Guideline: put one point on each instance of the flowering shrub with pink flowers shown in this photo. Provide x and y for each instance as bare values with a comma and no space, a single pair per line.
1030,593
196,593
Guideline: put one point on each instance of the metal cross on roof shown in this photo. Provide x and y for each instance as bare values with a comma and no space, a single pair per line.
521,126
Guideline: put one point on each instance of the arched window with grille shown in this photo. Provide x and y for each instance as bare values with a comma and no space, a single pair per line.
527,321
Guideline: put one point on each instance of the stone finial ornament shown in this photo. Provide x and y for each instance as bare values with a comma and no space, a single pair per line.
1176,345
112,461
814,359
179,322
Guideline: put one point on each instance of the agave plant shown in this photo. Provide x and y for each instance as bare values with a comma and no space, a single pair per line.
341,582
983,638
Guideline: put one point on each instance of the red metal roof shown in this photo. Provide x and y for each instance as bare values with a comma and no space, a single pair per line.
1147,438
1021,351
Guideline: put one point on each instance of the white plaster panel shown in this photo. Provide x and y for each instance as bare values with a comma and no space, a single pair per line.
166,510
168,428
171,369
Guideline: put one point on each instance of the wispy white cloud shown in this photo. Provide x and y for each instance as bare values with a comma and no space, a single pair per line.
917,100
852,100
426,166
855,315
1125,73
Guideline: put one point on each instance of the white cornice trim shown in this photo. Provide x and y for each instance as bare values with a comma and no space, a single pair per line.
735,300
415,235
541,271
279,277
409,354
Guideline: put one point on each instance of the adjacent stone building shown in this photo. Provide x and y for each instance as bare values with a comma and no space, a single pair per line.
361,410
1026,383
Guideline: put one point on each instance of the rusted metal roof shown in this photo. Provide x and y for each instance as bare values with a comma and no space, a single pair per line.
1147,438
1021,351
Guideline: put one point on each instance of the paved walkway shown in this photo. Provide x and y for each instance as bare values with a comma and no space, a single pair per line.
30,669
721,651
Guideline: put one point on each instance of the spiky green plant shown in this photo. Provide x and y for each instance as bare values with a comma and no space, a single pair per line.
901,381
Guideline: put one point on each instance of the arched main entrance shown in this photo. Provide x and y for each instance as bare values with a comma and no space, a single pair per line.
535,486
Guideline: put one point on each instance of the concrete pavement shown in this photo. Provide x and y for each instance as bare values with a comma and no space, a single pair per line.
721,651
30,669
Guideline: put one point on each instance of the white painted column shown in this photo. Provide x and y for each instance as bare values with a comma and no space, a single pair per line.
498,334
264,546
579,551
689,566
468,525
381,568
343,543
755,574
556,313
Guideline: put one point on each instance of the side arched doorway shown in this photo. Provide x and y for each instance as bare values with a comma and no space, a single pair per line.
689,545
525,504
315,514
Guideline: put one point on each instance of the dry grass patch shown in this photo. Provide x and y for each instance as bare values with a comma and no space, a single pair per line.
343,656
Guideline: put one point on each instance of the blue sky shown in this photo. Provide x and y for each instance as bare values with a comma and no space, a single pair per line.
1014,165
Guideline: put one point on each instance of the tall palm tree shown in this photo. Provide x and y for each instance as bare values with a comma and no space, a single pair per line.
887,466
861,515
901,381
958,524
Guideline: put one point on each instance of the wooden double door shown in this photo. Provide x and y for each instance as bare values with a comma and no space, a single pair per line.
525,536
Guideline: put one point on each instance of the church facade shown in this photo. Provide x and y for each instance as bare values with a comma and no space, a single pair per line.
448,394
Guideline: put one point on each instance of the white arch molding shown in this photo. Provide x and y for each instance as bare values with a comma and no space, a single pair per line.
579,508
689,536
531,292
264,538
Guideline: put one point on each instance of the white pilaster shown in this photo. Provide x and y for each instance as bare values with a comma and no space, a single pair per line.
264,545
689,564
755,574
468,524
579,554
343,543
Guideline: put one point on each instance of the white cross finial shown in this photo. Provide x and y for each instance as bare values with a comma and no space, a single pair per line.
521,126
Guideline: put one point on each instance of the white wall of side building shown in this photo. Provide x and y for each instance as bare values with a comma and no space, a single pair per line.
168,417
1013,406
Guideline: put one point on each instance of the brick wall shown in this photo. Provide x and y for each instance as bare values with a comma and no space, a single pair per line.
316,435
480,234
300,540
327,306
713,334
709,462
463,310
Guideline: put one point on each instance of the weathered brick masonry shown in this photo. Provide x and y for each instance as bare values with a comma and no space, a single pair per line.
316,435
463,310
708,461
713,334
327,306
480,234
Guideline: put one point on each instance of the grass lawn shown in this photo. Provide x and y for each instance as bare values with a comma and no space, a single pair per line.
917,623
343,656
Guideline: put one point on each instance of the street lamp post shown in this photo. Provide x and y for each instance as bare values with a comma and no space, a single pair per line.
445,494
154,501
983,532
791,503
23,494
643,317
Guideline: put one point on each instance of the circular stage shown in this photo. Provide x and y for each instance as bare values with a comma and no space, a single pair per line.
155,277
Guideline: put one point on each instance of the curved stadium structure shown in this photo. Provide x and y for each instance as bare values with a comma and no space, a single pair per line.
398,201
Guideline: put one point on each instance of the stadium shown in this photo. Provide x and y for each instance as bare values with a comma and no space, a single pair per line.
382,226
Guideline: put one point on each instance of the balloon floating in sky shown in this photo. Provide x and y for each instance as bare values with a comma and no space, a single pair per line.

****************************************

Challenge> Repeat the lines above exactly.

Output for this task>
Guideline: put one point on each instance of the flowering shrub with pink flowers shown in this photo. Provide x and y for each instance as bare values with a comma and no space, a single pair per line.
1030,593
196,593
Guideline: put one point on each instance of the metal cross on roof shown in this photo. Provide x and y for each instance as bare values with a comma and no space, a single pair per line.
521,126
Guideline: put one point on each instance of the arched window with grille shown in this photo. Provide x and y for each instance as bare values with a comma and no space, a single pair per line.
527,321
Guideline: put one point on each instance of the stone finial ornament shown in this photo. Provide x and y for each instance as bare values with a comma and no space, a single pair per line.
1176,345
112,461
814,359
179,322
Guideline: put one point on each instance of the agave plant shown in this photo. Provide x and y for each instance as bare values with a comma and no space, a single pair per line.
341,582
983,638
Guideline: put one point on each instance of the red metal roof shown in this photo. Provide x and y for each instance as bare values with a comma and no space, a single pair per line.
1147,438
1021,351
Guideline: put one point on each instance of the white plaster panel shown in this photo. Provide x and y for each instance as bare values with a comma and no space, a single pair per line.
166,510
168,428
171,369
Guideline: put one point on each instance of the wispy white cloud shown in this photo. Provide x and y for each instance as bare values with a comma and no space, a single pair per line.
917,100
852,100
426,166
855,315
1125,73
Guideline: put one point on each instance of the white cornice trim shown in this photo. Provide x and y for each instance as bare values with a comma and no space, a single pair per line.
735,300
415,235
541,271
279,277
409,354
Guideline: put one point on each instance of the adjacent stone building shown in this photo. Provide x and y for each instance as bare values with a comma and no space, a single pair per line.
361,410
1026,383
Guideline: put one point on each instance of the rusted metal roof shown in this photo. Provide x and y for each instance as bare values with a comma and no space, a single pair per line.
1147,438
1021,351
Guideline: put one point on each instance of the paved walkway shown in this photo. Provide x and y for each instance as bare values with a comma and no space, a single pair per line.
30,669
721,651
Guideline: put one point on each instance of the spiky green plant shown in this photo. Provide x and y for each instance as bare values with a comma and no space, a single pair per line.
901,381
Guideline: put one point on each instance of the arched main entrance shown in this photo. Provide x and y for each instance as bare values with a comma and no space, a single pair per line.
535,486
Guideline: put one point on each instance of the concrete pavement shown in this photo. Provide x and y for each instance as bare values with a comma and no space, a single pair per line.
721,651
30,669
Guideline: put one point on each instance of the white painted column shown in this photo. Provide x and y for each instance as bare values with a comma and no space, a single pair per line.
498,334
264,546
579,551
689,566
468,525
381,568
343,543
755,574
556,313
Guideline: put one point on each instance of the side arched doorway shown in this photo. Provide x and y for each instance as bare values with a comma and no space, a single pair per line.
689,545
525,504
315,514
Guideline: put one point on each instance of the dry grass patch shown in this photo. Provide x and y for each instance as bare values with a comma and no space, a single pair per line.
343,656
Guideline: put one point on each instance of the blue sky shown in this photo. Provide x and y for each instance as bare values with a comma and no space, a single pair per line.
1014,165
Guideline: put one point on each instance of the tall palm tree shown in this photo. Provide x and y for each instance as bare values with a comma and no space, a single pair per line.
887,466
861,515
901,381
958,524
Guideline: put one point on each instance of the wooden double door shown in this photo. Provide x and y for each instance as bare values with a comma and no space, a single pair per line.
525,536
Guideline: put one point on each instance of the church facade shown in this photo. Provide x and y for each instance as bare values with a comma and no space, a single pair per line.
448,394
Guideline: put one point on each instance of the white arch molding shown in this photo. Provide x and y for each instance as bare values with a comma and no space, a single pair per line.
579,508
689,536
531,292
264,538
Guideline: put one point on each instance of the white pilaster shown in this photo. Provide x and y for each instance as bare values with a comma and no space, a single pair per line.
264,545
689,564
755,574
468,524
579,554
343,543
Guideline: put one point on each instance of the white cross finial shown in this photo. Provide x and y for each instance as bare values with a comma and no space, a single pair per line.
521,126
Guideline: put one point on each instance of the white wall of side building shown in this photo. Provide x and y for each instance as bare values with a comma and no space, a single pair per line.
168,417
1013,406
Guideline: put one point on each instance of the brick wall shown in this photo. Provide x and y for each instance as bare values with a comma and no space, a single pair per line.
316,435
480,234
300,540
327,306
713,334
709,462
463,310
Guideline: put one point on each instance of the weathered brick masonry shown in this photo. Provide x and y for each instance as bare values with a comma and no space, a single pair per line.
316,435
463,310
708,461
713,334
327,306
480,234
Guideline: put one point on each instance of the grass lawn shown in this photo. Provide x and y for each instance as bare values with a comma and no space, a single pair per line.
917,623
343,656
Guideline: put one point on each instance of the street lamp post shown in this photo. Provide x and y for each instance as bare values with a comma and no space, a single pair per line.
445,494
154,501
983,532
791,503
23,494
643,317
Guideline: put one point on each instance of the circular stage shown in this photo. Provide x and y for each instance as bare values with a comma and no space, a single pair per line.
155,277
Guideline: put one point on each instance of the curved stadium structure shown in this photo. Provide x and y for each instance as bare values with a comma and no space, a single pair per line.
398,201
Guideline: put one point on each instance of the stadium shown in this photo. Provide x and y for each instance as bare values with a comma and no space, a single pair per line.
382,226
Guideline: put one point on each instance of the balloon floating in sky shown in this photo. Provide x and y for each instance as bare values with a comma and no space, a single pair per line.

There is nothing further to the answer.